TO BE DONE >>
Put every one of the records below into a Markdown table with two columns, Row and Line. Number each line in the Row column and leave out any blank lines.
┌─ TASK DATA
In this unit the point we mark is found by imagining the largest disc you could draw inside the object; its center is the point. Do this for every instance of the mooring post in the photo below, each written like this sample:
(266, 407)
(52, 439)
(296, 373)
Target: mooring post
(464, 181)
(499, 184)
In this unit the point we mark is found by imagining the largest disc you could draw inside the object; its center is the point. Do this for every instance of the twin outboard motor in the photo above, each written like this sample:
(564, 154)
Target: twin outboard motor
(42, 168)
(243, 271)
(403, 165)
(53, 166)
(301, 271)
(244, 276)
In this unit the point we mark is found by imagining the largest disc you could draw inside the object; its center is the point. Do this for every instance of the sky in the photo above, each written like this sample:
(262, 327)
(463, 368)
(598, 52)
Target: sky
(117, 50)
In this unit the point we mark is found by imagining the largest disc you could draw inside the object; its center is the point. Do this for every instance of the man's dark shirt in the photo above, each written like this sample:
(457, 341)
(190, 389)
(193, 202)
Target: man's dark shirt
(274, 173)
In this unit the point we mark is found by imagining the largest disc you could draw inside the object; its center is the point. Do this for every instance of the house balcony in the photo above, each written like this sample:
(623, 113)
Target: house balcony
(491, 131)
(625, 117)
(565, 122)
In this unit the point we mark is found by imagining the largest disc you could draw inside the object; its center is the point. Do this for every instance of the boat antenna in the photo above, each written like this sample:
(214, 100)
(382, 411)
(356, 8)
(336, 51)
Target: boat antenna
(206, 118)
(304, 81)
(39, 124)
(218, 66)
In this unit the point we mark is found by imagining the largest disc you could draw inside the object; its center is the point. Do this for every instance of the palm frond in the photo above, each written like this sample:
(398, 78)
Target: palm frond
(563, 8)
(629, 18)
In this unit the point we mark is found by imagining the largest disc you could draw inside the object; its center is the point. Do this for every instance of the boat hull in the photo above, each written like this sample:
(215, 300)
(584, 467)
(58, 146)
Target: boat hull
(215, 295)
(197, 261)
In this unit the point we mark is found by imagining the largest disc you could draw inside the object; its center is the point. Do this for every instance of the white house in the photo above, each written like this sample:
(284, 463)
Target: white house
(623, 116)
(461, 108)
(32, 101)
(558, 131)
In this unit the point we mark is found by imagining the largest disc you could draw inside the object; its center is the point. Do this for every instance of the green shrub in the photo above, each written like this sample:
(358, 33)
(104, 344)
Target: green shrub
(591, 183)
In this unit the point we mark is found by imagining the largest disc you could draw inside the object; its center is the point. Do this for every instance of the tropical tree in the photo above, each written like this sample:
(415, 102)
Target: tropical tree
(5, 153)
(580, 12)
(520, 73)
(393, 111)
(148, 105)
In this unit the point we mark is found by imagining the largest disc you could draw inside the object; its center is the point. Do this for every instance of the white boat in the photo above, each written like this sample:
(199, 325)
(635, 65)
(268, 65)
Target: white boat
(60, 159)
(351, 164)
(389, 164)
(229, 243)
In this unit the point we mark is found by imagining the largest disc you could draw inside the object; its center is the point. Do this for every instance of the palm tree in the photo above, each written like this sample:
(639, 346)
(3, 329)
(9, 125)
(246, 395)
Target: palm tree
└─
RESULT OF THIS TASK >>
| Row | Line |
|---|---|
| 1 | In this unit the point we mark is found by imagining the largest disc you could draw inside the object; its center is the point. Do this for every instance of the mooring post in the photo below, each written like this sample: |
| 2 | (266, 407) |
| 3 | (52, 439) |
| 4 | (296, 373) |
| 5 | Target: mooring post |
| 6 | (464, 181) |
| 7 | (499, 184) |
| 8 | In this unit the point we mark is found by imagining the largest disc you could draw inside the object; its center is the point. Do this for every instance of the twin outboard motor in the photo above, each written like this sample: |
| 9 | (564, 154) |
| 10 | Target: twin outboard motor |
| 11 | (42, 168) |
| 12 | (243, 271) |
| 13 | (403, 165) |
| 14 | (53, 166) |
| 15 | (301, 271) |
| 16 | (244, 276) |
| 17 | In this unit the point we mark is found by imagining the largest disc you could draw inside the object; its center is the point. Do this for every instance of the sky in the photo above, each written like this sample: |
| 18 | (262, 327) |
| 19 | (463, 368) |
| 20 | (598, 52) |
| 21 | Target: sky |
| 22 | (117, 50) |
| 23 | In this unit the point we mark is found by imagining the largest disc you could draw inside the object; its center is the point. Do this for every instance of the man's dark shirt in the photo above, each written like this sample: |
| 24 | (457, 341) |
| 25 | (190, 389) |
| 26 | (193, 202) |
| 27 | Target: man's dark shirt |
| 28 | (274, 173) |
| 29 | In this unit the point we mark is found by imagining the largest disc you could draw inside the object; its center is the point. Do this for every instance of the house balcony in the photo above, each written like this sample: |
| 30 | (623, 113) |
| 31 | Target: house balcony |
| 32 | (491, 131) |
| 33 | (625, 117) |
| 34 | (565, 122) |
| 35 | In this unit the point we mark is found by imagining the largest disc you could draw inside the object; its center is the point. Do this for every instance of the boat antenna in the photo above, each written like this sample: |
| 36 | (214, 100) |
| 37 | (382, 411) |
| 38 | (356, 8) |
| 39 | (336, 51) |
| 40 | Target: boat antenna |
| 41 | (206, 118) |
| 42 | (304, 81) |
| 43 | (39, 124) |
| 44 | (218, 66) |
| 45 | In this unit the point we mark is found by imagining the largest disc you could draw inside the object; its center is the point. Do this for every instance of the palm frond in the photo above, each written like this sample: |
| 46 | (398, 78) |
| 47 | Target: palm frond |
| 48 | (563, 8) |
| 49 | (629, 18) |
| 50 | In this unit the point we mark is found by imagining the largest disc you could draw inside the object; its center is the point. Do this for every instance of the boat hull in the photo above, each written like this sample: |
| 51 | (215, 300) |
| 52 | (584, 467) |
| 53 | (58, 146) |
| 54 | Target: boat hull |
| 55 | (215, 295) |
| 56 | (197, 261) |
| 57 | In this unit the point we mark is found by imagining the largest disc you could draw inside the object; its center is the point. Do this for every instance of the white house in the photo above, each written like this sample: |
| 58 | (284, 463) |
| 59 | Target: white house |
| 60 | (623, 116) |
| 61 | (461, 108) |
| 62 | (32, 101) |
| 63 | (558, 131) |
| 64 | In this unit the point we mark is found by imagining the largest disc you could draw inside the object; its center is the point. Do this for every instance of the green shrub in the photo above, each written like this sample: |
| 65 | (358, 33) |
| 66 | (104, 344) |
| 67 | Target: green shrub |
| 68 | (591, 183) |
| 69 | In this unit the point we mark is found by imagining the largest disc you could draw inside the object; its center is the point. Do this for every instance of the tropical tree in the photo above, each written like this sample: |
| 70 | (415, 102) |
| 71 | Target: tropical tree |
| 72 | (5, 153) |
| 73 | (580, 12) |
| 74 | (520, 73) |
| 75 | (393, 111) |
| 76 | (148, 105) |
| 77 | In this unit the point we mark is found by imagining the largest disc you could draw inside the object; its center is the point. Do this for every instance of the white boat in the photo above, each written like this sample: |
| 78 | (199, 325) |
| 79 | (635, 65) |
| 80 | (268, 65) |
| 81 | Target: white boat |
| 82 | (60, 159) |
| 83 | (351, 164) |
| 84 | (389, 164) |
| 85 | (229, 243) |
| 86 | In this unit the point we mark is found by imagining the largest disc you could draw inside the object; its center is the point. Do this for every instance of the palm tree in the photo above, each written like this sample: |
| 87 | (639, 346) |
| 88 | (3, 329) |
| 89 | (9, 125) |
| 90 | (246, 395) |
| 91 | Target: palm tree |